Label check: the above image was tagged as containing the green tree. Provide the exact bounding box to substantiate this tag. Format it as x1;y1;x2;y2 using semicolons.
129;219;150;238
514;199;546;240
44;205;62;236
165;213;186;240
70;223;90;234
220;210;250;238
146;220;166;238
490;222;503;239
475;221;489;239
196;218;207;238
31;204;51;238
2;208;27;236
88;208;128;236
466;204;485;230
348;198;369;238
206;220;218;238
-*-
Every entry above needs to be copied exactly.

Label check: the above image was tagged as containing the green tree. Provide the exact bounding box to substantiate this tag. Format it as x1;y1;x2;y2 using semicolons.
129;219;150;238
514;199;546;240
44;205;62;236
165;213;186;240
70;223;90;234
220;210;250;238
146;220;166;238
490;222;503;239
475;221;489;239
196;218;207;238
31;204;51;238
2;208;27;236
88;208;128;236
466;204;485;230
348;198;369;238
206;220;218;238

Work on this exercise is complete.